> **Requirement**
Begin at the line that contains "of the blue-green" and repeat every line from there to the end of the records below, inclusive, without adding any other line.

^^^^^^^^

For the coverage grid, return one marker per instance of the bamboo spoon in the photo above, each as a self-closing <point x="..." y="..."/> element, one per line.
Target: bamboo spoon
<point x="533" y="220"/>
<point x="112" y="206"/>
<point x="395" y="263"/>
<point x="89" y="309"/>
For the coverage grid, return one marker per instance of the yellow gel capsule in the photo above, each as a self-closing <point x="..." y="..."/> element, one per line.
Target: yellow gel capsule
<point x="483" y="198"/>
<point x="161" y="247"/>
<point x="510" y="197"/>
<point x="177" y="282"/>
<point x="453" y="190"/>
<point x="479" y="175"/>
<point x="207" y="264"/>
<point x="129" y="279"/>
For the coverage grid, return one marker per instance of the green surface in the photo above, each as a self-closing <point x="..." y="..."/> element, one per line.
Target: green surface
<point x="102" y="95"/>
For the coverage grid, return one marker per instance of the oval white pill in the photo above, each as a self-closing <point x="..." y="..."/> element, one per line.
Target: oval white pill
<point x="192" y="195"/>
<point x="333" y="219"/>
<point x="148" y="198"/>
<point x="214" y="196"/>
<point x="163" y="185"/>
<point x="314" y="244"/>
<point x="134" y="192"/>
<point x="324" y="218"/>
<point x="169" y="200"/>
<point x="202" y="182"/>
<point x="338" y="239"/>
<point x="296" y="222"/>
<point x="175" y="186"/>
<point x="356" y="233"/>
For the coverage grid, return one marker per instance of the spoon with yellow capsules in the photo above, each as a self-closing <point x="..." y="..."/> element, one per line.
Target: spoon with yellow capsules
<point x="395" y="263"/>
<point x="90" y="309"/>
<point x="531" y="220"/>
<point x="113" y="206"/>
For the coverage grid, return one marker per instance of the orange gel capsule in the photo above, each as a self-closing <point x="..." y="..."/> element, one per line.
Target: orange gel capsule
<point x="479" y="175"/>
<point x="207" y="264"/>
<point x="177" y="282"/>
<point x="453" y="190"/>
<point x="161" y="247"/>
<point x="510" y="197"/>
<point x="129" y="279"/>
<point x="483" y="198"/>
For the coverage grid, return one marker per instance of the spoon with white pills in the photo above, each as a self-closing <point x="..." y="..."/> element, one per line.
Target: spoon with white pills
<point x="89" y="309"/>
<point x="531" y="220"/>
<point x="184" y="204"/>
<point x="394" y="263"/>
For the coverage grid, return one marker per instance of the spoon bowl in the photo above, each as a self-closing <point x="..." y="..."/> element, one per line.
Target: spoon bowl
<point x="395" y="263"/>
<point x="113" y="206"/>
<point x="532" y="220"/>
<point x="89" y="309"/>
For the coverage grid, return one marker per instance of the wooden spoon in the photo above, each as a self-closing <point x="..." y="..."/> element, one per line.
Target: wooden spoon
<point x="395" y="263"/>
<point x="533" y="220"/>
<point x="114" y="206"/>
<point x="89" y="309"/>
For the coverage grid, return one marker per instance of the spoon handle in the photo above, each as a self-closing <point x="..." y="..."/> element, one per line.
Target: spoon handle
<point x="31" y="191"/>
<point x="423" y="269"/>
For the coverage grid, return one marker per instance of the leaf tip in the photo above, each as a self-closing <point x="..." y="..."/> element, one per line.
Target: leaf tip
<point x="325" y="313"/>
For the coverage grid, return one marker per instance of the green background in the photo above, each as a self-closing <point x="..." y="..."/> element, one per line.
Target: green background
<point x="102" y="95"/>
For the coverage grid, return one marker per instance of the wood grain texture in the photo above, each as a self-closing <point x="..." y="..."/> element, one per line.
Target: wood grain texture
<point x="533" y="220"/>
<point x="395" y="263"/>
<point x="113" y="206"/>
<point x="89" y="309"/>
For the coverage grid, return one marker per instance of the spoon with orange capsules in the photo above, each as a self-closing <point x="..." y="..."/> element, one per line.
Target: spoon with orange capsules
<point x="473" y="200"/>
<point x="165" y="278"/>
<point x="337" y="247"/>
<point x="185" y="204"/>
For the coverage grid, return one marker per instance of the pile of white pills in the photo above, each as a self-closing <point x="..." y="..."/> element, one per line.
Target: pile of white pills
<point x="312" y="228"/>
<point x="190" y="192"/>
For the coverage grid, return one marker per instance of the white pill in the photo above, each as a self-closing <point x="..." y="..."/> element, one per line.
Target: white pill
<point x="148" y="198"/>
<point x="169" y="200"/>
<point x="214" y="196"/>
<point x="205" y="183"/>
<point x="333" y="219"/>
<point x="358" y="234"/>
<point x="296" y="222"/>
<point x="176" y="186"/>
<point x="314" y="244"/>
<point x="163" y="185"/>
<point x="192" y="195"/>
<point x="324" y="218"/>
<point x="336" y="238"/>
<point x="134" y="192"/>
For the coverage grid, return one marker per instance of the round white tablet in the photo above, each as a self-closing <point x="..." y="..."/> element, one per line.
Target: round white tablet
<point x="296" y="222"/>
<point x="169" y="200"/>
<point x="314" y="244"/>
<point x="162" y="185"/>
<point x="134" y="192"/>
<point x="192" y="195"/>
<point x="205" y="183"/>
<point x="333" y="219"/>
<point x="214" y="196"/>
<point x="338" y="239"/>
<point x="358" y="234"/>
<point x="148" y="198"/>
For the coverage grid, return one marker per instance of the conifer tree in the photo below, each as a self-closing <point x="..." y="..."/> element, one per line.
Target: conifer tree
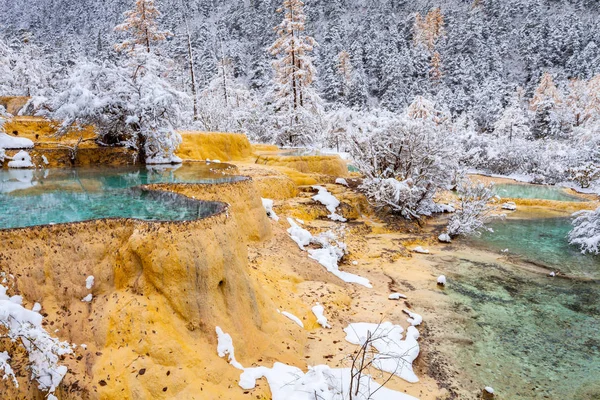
<point x="297" y="105"/>
<point x="545" y="105"/>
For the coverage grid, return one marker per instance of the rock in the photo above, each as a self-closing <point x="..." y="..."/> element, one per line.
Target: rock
<point x="441" y="280"/>
<point x="487" y="393"/>
<point x="444" y="238"/>
<point x="511" y="206"/>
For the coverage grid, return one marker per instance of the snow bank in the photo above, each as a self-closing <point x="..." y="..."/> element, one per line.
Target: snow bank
<point x="21" y="160"/>
<point x="44" y="352"/>
<point x="415" y="319"/>
<point x="394" y="355"/>
<point x="18" y="179"/>
<point x="511" y="206"/>
<point x="444" y="238"/>
<point x="330" y="202"/>
<point x="328" y="255"/>
<point x="268" y="205"/>
<point x="11" y="142"/>
<point x="291" y="383"/>
<point x="164" y="160"/>
<point x="319" y="382"/>
<point x="319" y="310"/>
<point x="301" y="236"/>
<point x="420" y="250"/>
<point x="225" y="347"/>
<point x="89" y="282"/>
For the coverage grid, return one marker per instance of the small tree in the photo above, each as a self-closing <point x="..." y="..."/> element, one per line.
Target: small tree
<point x="404" y="159"/>
<point x="297" y="106"/>
<point x="474" y="209"/>
<point x="586" y="231"/>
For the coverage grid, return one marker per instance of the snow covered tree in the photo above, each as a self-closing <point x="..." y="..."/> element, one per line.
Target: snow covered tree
<point x="513" y="122"/>
<point x="225" y="104"/>
<point x="586" y="231"/>
<point x="428" y="29"/>
<point x="139" y="110"/>
<point x="297" y="106"/>
<point x="404" y="159"/>
<point x="131" y="103"/>
<point x="474" y="209"/>
<point x="545" y="106"/>
<point x="142" y="26"/>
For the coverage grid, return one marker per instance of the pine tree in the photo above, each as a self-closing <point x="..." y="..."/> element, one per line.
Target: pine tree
<point x="513" y="122"/>
<point x="546" y="105"/>
<point x="142" y="25"/>
<point x="297" y="105"/>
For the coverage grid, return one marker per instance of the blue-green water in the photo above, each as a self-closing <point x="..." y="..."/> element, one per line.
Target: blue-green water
<point x="533" y="336"/>
<point x="41" y="197"/>
<point x="542" y="241"/>
<point x="514" y="190"/>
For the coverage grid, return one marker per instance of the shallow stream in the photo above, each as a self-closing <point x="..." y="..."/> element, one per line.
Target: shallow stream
<point x="530" y="336"/>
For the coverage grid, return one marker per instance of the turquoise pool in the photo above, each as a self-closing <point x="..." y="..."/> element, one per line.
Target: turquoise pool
<point x="41" y="197"/>
<point x="531" y="336"/>
<point x="514" y="190"/>
<point x="542" y="241"/>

^^^^^^^^

> **Final answer**
For the coverage grid, return one marker per instance of the blue-green water in the photo above, each as a self-closing <point x="..." y="..."/> element, one per line.
Target: blue-green water
<point x="533" y="336"/>
<point x="41" y="197"/>
<point x="542" y="241"/>
<point x="514" y="190"/>
For the coverage grid, return one marker per instance of the shallow stream in the photo above, each as a self-closing <point x="..." y="..."/> element, one per line.
Target: shallow stream
<point x="530" y="336"/>
For the coverage grid, return one marker per instance of the turquoise pool in the photo above, each as a self-closing <point x="..." y="..."/> element, one per line.
Target: turquoise pool
<point x="41" y="197"/>
<point x="531" y="336"/>
<point x="514" y="190"/>
<point x="542" y="241"/>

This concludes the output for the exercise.